**Exercise description**
Reproduce the data below verbatim from the line containing "finger in the photo above." through its final line, and produce nothing more.

**Records for processing**
★ ★ ★ ★
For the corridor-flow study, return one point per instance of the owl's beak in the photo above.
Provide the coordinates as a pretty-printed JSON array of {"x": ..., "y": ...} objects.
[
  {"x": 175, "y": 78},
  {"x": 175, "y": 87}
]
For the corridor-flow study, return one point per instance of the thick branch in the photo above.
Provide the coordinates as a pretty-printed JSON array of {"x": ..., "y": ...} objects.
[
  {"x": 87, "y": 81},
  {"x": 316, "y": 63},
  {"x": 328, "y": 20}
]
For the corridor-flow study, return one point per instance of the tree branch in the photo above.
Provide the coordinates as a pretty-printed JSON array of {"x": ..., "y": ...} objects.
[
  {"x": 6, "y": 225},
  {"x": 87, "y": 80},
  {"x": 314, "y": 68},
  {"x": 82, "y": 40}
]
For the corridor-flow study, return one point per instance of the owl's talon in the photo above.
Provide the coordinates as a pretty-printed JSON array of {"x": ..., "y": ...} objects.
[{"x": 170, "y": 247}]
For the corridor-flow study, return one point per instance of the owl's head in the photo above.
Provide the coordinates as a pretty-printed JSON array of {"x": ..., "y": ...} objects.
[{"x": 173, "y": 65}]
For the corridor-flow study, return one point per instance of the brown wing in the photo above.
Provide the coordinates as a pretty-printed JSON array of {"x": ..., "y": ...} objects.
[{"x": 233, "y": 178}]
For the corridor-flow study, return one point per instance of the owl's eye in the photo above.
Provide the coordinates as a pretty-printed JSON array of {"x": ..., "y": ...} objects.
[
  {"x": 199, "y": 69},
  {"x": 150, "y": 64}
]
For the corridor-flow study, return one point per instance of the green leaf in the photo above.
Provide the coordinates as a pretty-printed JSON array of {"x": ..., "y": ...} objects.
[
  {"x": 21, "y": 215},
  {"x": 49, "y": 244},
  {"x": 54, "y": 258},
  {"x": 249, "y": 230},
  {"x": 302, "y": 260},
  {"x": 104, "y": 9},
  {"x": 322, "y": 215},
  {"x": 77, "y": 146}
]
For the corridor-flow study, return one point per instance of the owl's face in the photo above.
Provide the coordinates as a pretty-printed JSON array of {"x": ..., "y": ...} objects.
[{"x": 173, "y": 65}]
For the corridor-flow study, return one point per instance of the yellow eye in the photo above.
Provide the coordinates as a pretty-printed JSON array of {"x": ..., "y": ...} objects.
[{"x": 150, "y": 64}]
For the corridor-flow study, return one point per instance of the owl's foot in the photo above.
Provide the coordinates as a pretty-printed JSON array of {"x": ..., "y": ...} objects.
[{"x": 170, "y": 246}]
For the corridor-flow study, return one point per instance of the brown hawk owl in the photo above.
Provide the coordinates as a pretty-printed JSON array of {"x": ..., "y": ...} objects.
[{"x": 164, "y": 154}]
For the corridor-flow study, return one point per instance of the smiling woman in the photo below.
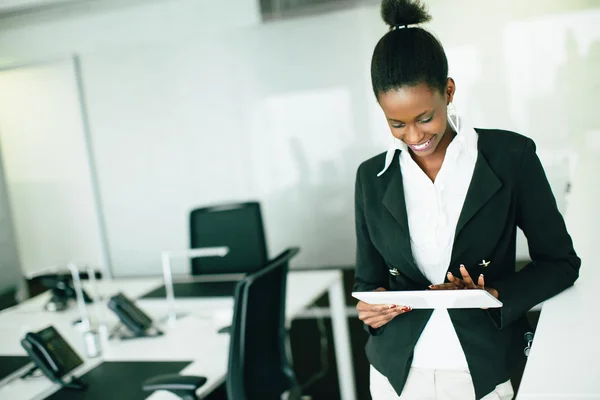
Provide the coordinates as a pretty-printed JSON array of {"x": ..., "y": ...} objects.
[{"x": 438, "y": 211}]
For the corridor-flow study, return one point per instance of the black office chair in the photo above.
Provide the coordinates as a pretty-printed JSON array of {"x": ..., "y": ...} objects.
[
  {"x": 258, "y": 366},
  {"x": 238, "y": 226}
]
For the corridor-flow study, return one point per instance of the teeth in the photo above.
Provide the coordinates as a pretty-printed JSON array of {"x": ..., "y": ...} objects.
[{"x": 422, "y": 146}]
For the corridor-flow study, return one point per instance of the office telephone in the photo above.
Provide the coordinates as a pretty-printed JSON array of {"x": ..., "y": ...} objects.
[
  {"x": 134, "y": 319},
  {"x": 51, "y": 353}
]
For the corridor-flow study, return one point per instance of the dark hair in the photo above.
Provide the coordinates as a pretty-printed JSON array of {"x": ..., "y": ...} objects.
[{"x": 408, "y": 56}]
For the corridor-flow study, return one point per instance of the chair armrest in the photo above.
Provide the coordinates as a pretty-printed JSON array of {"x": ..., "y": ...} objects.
[{"x": 183, "y": 386}]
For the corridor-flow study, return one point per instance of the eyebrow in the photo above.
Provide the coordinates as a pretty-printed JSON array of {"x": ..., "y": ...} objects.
[{"x": 417, "y": 117}]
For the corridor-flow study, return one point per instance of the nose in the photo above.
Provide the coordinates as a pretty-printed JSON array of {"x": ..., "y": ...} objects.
[{"x": 412, "y": 135}]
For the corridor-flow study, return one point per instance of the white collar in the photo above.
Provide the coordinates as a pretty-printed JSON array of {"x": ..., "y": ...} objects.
[{"x": 466, "y": 137}]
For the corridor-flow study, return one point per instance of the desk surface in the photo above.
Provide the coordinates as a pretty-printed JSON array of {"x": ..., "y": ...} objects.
[
  {"x": 194, "y": 336},
  {"x": 563, "y": 362}
]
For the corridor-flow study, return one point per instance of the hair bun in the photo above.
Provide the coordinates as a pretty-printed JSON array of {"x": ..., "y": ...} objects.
[{"x": 403, "y": 12}]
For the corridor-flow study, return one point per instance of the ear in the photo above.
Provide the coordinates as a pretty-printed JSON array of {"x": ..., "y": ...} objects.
[{"x": 450, "y": 90}]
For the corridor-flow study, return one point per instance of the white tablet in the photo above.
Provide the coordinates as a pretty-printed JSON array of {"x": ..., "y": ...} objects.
[{"x": 428, "y": 299}]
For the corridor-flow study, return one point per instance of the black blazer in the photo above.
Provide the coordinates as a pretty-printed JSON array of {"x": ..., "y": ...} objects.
[{"x": 508, "y": 189}]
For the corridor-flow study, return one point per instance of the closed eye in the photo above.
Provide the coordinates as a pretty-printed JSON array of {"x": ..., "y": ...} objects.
[{"x": 424, "y": 121}]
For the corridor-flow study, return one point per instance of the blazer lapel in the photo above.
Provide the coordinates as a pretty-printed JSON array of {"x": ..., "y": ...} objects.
[
  {"x": 395, "y": 203},
  {"x": 484, "y": 184}
]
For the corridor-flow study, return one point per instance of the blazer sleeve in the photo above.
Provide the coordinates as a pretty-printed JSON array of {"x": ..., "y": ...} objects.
[
  {"x": 555, "y": 265},
  {"x": 370, "y": 272}
]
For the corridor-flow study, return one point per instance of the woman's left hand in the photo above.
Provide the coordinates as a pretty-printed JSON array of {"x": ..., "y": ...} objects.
[{"x": 465, "y": 283}]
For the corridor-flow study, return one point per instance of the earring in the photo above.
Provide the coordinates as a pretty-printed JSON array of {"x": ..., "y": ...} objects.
[{"x": 453, "y": 118}]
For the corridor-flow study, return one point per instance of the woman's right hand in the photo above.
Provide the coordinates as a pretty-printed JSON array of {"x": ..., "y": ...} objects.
[{"x": 377, "y": 315}]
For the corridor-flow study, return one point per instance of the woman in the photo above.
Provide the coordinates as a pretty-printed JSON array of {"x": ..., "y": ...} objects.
[{"x": 439, "y": 211}]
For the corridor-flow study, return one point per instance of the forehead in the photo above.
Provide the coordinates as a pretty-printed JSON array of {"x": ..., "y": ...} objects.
[{"x": 408, "y": 102}]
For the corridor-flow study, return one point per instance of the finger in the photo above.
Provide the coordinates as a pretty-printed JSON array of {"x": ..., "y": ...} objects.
[
  {"x": 362, "y": 306},
  {"x": 457, "y": 282},
  {"x": 382, "y": 319},
  {"x": 444, "y": 286},
  {"x": 377, "y": 311},
  {"x": 466, "y": 277},
  {"x": 481, "y": 282}
]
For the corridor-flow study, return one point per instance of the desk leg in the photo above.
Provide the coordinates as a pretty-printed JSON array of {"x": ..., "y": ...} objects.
[{"x": 341, "y": 340}]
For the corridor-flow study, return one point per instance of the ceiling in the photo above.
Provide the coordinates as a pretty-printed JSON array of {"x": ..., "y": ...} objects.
[{"x": 10, "y": 7}]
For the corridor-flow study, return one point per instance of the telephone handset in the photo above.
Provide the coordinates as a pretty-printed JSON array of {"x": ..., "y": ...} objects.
[
  {"x": 138, "y": 322},
  {"x": 51, "y": 353}
]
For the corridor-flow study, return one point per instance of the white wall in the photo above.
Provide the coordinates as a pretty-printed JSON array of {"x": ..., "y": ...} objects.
[
  {"x": 46, "y": 167},
  {"x": 284, "y": 112},
  {"x": 9, "y": 256}
]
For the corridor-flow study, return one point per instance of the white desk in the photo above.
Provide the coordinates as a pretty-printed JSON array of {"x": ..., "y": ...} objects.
[
  {"x": 564, "y": 357},
  {"x": 193, "y": 338}
]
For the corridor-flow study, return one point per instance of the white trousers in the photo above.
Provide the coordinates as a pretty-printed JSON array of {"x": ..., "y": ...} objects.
[{"x": 434, "y": 384}]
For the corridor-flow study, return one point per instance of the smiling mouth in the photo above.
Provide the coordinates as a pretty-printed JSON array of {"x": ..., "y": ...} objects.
[{"x": 423, "y": 146}]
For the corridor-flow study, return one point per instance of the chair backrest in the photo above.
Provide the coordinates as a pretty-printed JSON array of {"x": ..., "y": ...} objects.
[
  {"x": 238, "y": 226},
  {"x": 258, "y": 364}
]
★ ★ ★ ★
**The solution**
For the corridor-flow study, return one point per instance of the finger in the photo above.
Provide the coordinates as a pretty-printed JSON array of {"x": ..., "y": ...} objects.
[
  {"x": 362, "y": 306},
  {"x": 457, "y": 282},
  {"x": 382, "y": 319},
  {"x": 444, "y": 286},
  {"x": 377, "y": 311},
  {"x": 466, "y": 277},
  {"x": 481, "y": 282}
]
For the corridor-flow study, return one point per instance of the desk leg in the photo above.
Provide the coordinates as a pretty-printed JSON array of {"x": ..., "y": ...} objects.
[{"x": 341, "y": 340}]
For the corridor-flow study, return one point per instance of the ceiling in the photo above.
Provide the coordinates as a pretty-printed JSON array of {"x": ..., "y": ...} objects.
[{"x": 10, "y": 7}]
For the corridor-flow study, return one point per instance of the telephone handset in the photo above.
Provide the coordinates as a pretty-printed JSON array of {"x": ..., "y": ...} objects.
[
  {"x": 138, "y": 322},
  {"x": 51, "y": 353}
]
For the corridor-flow study, return one point per instance of the white wall in the photo above.
Provide the coordinates as a pretty-printed JSON array of {"x": ..., "y": ...} objects.
[
  {"x": 46, "y": 167},
  {"x": 284, "y": 112},
  {"x": 9, "y": 256}
]
For the corridor-flow study, return one point per instance of the white desk in the photo above.
Provide the coordinates as a pretty-printed JSON array of {"x": ..., "y": ...} objects.
[
  {"x": 564, "y": 357},
  {"x": 193, "y": 338}
]
For the corridor-flow study, return one point per instance of the white trousers in the photo above.
Provide the coordinates as a pretty-printed JSON array of {"x": ..., "y": ...} objects.
[{"x": 434, "y": 384}]
For the corridor-flow study, return one point per instance of the smiling mouth in the photo above.
Provide the coordinates as a pretty-printed JSON array of {"x": ..., "y": ...} objects.
[{"x": 423, "y": 146}]
For the corridor-flow study, return one point per instance of the chair backrest in the photo above.
Provide the coordinates as a pretty-printed JSON array of {"x": ..., "y": ...} objects.
[
  {"x": 238, "y": 226},
  {"x": 258, "y": 364}
]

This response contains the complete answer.